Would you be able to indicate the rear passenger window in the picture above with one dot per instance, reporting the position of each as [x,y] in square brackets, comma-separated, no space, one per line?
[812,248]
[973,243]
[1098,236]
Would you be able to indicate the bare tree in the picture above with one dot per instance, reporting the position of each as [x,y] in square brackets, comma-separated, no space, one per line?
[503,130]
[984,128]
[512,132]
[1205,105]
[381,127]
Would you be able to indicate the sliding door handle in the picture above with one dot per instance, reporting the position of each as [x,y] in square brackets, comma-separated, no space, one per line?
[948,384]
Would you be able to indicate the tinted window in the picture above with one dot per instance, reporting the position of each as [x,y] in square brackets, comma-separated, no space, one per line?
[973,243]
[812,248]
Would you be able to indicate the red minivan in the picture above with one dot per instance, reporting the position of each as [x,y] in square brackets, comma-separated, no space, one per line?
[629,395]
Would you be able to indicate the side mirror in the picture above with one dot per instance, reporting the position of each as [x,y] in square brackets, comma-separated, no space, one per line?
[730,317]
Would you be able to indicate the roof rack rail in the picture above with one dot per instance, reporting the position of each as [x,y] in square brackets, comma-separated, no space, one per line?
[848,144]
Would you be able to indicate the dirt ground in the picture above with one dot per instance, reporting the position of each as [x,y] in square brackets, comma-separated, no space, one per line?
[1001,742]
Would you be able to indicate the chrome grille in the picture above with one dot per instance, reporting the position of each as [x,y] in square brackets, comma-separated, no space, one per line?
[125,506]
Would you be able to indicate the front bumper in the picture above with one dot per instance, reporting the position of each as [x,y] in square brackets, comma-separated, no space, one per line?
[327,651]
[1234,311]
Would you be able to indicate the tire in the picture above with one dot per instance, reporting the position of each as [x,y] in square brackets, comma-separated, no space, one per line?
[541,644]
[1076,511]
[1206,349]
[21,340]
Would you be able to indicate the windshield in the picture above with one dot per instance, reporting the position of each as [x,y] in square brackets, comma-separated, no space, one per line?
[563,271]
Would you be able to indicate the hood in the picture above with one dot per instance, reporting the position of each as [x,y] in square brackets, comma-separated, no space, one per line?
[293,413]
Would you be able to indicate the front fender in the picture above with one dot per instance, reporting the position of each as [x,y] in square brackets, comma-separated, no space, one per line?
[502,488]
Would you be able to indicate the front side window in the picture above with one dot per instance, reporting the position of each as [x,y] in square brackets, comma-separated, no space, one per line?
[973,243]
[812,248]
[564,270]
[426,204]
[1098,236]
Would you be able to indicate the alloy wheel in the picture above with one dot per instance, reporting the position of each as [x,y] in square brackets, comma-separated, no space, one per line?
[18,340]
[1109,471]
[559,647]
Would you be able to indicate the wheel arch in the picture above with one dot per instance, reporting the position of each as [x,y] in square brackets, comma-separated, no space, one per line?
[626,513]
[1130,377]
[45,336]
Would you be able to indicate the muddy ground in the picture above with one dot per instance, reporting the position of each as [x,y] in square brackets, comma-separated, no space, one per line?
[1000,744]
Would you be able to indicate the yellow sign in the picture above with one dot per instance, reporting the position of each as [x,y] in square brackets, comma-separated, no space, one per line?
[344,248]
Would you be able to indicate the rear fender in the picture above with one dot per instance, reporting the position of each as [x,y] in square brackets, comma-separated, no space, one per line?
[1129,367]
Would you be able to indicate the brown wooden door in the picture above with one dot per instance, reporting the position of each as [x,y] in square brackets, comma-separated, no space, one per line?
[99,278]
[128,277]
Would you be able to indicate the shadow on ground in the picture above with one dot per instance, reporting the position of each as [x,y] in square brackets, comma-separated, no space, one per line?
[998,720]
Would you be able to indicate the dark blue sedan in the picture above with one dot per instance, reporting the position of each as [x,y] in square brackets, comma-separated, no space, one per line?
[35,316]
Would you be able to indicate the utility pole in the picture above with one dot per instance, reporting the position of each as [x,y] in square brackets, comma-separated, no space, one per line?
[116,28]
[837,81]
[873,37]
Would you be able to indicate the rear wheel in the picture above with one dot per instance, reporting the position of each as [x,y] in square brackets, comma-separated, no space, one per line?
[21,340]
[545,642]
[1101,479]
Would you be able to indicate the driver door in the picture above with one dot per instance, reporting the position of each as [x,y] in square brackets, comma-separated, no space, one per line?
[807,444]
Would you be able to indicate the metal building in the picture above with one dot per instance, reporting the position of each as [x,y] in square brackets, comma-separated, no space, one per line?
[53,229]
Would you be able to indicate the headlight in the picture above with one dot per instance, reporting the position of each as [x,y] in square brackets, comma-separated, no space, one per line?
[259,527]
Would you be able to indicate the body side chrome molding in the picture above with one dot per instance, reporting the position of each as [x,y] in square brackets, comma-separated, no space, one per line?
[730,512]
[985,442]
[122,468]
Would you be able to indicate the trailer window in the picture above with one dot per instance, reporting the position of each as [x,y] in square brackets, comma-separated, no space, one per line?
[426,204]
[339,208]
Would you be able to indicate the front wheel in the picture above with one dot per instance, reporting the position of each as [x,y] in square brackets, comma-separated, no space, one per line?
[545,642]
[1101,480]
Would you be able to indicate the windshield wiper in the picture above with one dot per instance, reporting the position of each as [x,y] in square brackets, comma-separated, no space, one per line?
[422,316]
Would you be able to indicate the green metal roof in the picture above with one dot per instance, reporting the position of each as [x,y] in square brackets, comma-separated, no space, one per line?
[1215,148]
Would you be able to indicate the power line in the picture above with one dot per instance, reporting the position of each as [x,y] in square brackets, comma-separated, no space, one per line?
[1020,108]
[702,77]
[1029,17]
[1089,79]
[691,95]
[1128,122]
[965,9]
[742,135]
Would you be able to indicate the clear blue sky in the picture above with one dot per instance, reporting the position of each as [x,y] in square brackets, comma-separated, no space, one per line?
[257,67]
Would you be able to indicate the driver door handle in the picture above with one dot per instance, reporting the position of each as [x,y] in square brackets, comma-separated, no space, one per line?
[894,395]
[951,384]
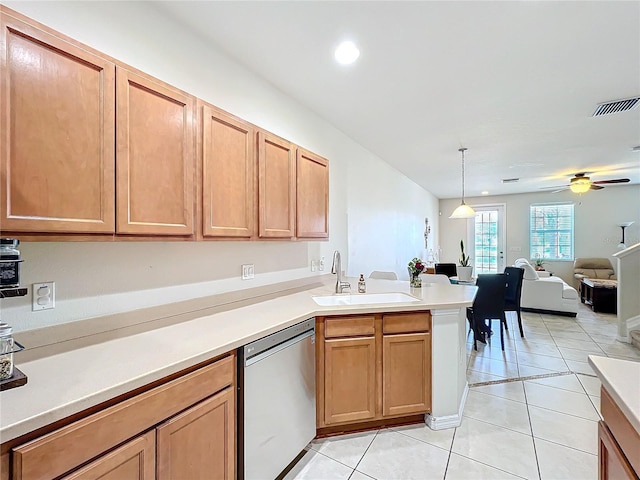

☆ ☆ ☆ ☆ ☆

▸ **To be done**:
Copy the stretch of material from the line containing "Would you be able to indicate the clear" through its end, requests included, and add -147 to each point coordinate in the answers. Leave the pictures out.

▸ **Reply**:
Would you be able to indicate the clear blue sky in the picture above with one dot per instance, reporting the position of each as [x,y] in square brackets, comma-separated, no space, one per line?
[110,-80]
Would you be able to indicate the driver door handle in the picture above with one dot per instance, reporting the position of each as [x,y] in square brackets, comma-separated, no space, one per line?
[747,248]
[804,237]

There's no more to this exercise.